• [EXTRACTO PROPORCIONADO]:
▼
No puedes saber cómo es ser un murciélago tan solo con cerrar los ojos a imaginar tener alas membranosas mientras buscas tu camino a través de la oscuridad escuchando tu propio eco, que te responde a partir de las formas que te rodean. Como el filósofo Thomas Nagel explicó, la única manera de saber cómo es ser un murciélago es ser murciélago. Pero ¿y la imaginación? ¿El intento? Eso es algo bueno e importante.
Te obliga a pensar en lo que no sabes acerca de la criatura: qué come, dónde vive, cómo se comunica con los demás. El esfuerzo genera preguntas no solo acerca de cómo ser un murciélago es diferente, sino de lo diferente que puede ser el mundo para un murciélago. Pues lo que un animal necesita o aprecia de un lugar no siempre es lo que necesitamos, apreciamos o incluso notamos. Los ciervos de Muntjac se han comido el matorral donde los ruiseñores una vez anidaron en los bosques cerca de mi hogar, y ahora esos pájaros se han ido. Lo que para mi ojo humano es un lugar de belleza natural, para un ruiseñor es algo parecido a un desierto. Tal vez por eso me impacienta el argumento de que deberíamos valorar los lugares naturales por sus beneficios terapéuticos. Es verdad que el caminar un rato en un bosque puede ser beneficioso para nuestra salud mental. Pero valorar un bosque debido a eso tergiversa qué son los bosques. No están allí solo para nosotros.
▲
• [FILAS LISTADAS]:
▼
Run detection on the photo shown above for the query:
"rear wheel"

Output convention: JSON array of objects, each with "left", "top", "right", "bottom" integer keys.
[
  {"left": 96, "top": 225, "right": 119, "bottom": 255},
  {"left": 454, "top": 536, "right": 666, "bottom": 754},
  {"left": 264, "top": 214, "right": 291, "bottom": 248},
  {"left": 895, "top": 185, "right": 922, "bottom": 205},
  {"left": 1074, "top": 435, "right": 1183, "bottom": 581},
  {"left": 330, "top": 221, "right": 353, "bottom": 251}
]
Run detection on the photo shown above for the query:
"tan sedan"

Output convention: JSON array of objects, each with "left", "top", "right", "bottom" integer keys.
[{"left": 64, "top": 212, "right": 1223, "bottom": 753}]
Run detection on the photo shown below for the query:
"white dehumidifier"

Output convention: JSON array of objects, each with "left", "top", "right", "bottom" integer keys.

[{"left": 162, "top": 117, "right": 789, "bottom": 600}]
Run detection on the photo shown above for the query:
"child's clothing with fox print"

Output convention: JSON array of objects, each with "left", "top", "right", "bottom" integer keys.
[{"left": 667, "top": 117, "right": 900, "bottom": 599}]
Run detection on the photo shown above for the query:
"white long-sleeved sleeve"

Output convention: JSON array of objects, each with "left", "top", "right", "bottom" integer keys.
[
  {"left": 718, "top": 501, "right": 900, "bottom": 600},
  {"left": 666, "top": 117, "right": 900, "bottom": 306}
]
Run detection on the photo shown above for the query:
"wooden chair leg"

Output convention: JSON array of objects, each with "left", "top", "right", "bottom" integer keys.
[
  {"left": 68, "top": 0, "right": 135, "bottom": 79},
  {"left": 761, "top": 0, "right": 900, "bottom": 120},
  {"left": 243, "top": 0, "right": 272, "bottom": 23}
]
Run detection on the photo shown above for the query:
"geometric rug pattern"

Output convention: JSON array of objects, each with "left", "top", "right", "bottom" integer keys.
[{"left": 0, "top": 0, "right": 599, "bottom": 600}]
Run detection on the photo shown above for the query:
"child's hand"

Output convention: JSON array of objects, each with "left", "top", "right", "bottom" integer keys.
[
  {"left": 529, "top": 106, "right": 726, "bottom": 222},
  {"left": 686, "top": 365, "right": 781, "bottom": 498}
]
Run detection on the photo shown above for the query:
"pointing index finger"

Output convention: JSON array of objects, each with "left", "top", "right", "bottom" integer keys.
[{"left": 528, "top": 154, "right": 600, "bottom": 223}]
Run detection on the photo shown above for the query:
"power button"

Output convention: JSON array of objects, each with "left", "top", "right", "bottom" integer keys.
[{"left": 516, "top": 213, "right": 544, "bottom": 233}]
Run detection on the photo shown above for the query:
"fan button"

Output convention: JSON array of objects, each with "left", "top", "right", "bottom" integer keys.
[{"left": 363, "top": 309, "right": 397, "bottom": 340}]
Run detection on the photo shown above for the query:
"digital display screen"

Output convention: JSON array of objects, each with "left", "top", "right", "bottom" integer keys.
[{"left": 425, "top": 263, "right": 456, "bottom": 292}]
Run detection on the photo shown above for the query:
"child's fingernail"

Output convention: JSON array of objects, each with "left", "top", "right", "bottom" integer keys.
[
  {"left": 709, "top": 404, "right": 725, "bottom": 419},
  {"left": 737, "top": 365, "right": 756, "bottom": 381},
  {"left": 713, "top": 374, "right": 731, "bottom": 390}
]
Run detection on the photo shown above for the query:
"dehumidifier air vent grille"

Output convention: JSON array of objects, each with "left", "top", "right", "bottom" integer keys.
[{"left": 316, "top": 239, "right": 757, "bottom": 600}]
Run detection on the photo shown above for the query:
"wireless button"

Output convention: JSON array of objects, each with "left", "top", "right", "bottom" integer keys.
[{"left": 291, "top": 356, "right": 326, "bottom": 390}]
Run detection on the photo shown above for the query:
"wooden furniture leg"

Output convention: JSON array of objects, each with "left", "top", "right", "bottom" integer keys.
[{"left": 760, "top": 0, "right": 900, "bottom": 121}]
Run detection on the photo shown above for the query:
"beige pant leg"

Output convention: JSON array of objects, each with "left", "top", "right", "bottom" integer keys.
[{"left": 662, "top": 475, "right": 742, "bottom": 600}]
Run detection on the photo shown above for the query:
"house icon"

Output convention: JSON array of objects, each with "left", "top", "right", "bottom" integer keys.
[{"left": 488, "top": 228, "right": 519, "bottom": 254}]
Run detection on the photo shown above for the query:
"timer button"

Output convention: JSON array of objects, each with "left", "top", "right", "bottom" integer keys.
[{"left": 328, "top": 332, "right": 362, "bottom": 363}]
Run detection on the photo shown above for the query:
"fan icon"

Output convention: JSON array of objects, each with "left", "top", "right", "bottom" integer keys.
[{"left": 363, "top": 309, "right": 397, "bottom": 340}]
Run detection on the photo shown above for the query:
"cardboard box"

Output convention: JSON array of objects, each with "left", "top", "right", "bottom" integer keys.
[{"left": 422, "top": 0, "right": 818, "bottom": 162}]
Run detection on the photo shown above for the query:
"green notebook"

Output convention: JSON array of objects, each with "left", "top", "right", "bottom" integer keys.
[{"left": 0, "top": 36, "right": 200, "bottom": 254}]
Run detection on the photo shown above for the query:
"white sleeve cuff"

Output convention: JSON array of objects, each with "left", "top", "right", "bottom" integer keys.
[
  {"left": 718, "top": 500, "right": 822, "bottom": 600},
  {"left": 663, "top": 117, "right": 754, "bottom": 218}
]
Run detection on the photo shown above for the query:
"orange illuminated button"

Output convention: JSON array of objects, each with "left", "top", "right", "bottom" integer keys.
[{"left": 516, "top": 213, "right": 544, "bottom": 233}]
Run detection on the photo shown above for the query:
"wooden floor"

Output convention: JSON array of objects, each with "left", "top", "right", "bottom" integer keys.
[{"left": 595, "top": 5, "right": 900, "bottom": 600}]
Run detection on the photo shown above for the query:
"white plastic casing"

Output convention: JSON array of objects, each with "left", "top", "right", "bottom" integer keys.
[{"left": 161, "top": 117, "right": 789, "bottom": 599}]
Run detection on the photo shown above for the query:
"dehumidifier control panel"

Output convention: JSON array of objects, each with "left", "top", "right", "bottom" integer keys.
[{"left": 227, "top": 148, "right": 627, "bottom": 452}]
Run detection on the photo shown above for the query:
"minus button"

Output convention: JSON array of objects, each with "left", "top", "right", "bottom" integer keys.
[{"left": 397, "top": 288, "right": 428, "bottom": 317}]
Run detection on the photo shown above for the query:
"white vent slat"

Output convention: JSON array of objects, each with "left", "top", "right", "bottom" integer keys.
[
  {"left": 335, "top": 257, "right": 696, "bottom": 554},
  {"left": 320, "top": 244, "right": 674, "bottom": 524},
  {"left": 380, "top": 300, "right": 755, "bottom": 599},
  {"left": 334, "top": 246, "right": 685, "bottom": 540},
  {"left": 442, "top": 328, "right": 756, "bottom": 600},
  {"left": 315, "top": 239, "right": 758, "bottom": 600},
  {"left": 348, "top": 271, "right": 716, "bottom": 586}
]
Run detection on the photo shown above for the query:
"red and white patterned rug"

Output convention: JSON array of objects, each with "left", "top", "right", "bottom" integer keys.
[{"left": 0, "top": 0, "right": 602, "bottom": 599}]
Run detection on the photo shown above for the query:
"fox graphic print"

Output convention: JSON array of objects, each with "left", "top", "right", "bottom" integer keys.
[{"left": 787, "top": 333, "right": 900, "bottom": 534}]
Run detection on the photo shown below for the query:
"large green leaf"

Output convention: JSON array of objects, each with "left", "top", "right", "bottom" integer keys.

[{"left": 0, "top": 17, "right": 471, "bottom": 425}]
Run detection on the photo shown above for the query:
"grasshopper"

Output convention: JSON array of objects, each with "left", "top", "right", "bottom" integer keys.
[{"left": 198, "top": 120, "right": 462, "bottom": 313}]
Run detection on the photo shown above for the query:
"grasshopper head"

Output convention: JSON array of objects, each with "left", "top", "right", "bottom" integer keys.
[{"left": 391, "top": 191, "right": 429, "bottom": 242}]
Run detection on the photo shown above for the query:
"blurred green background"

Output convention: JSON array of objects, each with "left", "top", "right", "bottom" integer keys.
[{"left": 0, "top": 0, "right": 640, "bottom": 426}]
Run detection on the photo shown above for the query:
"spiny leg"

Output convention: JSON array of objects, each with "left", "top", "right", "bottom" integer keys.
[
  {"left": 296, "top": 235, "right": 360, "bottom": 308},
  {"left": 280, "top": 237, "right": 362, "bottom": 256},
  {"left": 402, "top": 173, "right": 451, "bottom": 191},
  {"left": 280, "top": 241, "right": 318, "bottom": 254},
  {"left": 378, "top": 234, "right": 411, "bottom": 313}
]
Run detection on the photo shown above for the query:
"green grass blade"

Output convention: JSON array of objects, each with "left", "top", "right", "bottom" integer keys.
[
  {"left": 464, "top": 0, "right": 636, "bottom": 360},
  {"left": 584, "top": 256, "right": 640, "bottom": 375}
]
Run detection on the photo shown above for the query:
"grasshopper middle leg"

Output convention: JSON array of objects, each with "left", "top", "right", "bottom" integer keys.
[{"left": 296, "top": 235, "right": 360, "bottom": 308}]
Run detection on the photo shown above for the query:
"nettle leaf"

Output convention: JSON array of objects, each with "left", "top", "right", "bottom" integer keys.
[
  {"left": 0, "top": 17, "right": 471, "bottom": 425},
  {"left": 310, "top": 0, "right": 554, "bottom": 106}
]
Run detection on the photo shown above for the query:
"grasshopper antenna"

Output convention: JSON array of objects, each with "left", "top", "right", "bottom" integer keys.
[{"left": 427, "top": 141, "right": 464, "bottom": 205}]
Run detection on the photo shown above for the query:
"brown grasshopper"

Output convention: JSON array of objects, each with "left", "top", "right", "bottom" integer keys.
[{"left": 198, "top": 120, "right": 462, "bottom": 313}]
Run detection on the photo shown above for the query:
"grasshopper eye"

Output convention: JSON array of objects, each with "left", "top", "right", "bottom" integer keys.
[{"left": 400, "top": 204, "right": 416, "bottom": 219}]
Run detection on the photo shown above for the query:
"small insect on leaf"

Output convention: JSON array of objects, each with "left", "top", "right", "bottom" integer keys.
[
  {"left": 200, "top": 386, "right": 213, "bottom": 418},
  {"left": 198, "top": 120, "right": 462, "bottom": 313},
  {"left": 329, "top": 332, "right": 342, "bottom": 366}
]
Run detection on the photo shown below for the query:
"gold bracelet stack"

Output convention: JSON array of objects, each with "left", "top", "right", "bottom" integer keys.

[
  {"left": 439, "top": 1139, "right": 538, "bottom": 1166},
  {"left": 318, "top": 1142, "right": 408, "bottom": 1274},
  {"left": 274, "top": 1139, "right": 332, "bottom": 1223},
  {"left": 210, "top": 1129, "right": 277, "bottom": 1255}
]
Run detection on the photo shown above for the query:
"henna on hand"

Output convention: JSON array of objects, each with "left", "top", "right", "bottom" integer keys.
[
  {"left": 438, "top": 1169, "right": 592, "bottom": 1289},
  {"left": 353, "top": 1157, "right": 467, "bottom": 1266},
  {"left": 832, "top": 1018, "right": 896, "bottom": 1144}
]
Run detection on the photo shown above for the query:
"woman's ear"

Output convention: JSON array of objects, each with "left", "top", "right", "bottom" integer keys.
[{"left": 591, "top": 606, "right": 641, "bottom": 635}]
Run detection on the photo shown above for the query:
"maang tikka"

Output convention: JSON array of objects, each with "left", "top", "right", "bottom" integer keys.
▲
• [SOLICITUD DE TRABAJO]: Prosigue el texto sobre cómo es ser un murciélago y el valor de los bosques, a partir de su última oración.

• [RESULTADO DEL EJERCICIO]:
Durante algunas semanas, he estado preocupada por la salud de mi familia y mis amigos. Hoy he mirado la pantalla de una computadora durante horas. Me duelen los ojos. El corazón también. Con la necesidad de respirar aire fresco, me senté en el escalón de mi puerta trasera abierta y vi una graja, una especie sociable de cuervo europeo, que vuela hacia mi casa a través del aire gris de la tarde. Recurrí al truco que aprendí cuando era niña, y todas mis emociones difíciles disminuyeron al imaginar cómo podría sentirse la presión del aire frío contra sus alas. Pero mi más profundo alivio no viene de imaginar que puedo sentir lo que siente la graja o saber lo que sabe la graja… en vez de eso, siento un placer lento al reconocer que no puedo hacerlo.
Estos días me consuela emocionalmente entender que los animales no son como yo, que sus vidas no se tratan de nosotros en absoluto. La casa que está sobrevolando tiene significado para ambos. Para mí, es el hogar. ¿Para una graja? Un punto de paso en un viaje, una colección de azulejos y pendientes, útil como una perca o una cosa sobre la cual arrojar nueces en el otoño para hacer que se rompan y dejar que salga la pulpa que tienen adentro.
Y también hay algo más. A medida que pasa por encima, la graja inclina la cabeza para mirarme brevemente antes de volar. Y con esa mirada siento un pinchazo en la piel que corre por mi espina dorsal cambia mi noción de dónde estoy. La graja y yo no hemos compartido ningún propósito. Durante un breve momento nos percatamos la una de la otra; eso es todo. Cuando miré a la graja y la graja me miró, me convertí en una característica de su paisaje tanto como el ave se convirtió en una característica del mío. Nuestras vidas separadas coincidieron durante ese momento, y toda mi ansiedad se desvaneció en aquel instante fugitivo: cuando un pájaro en el cielo, de camino a algún otro lugar, me devolvió al mundo enviando una mirada a través del espacio que nos separa.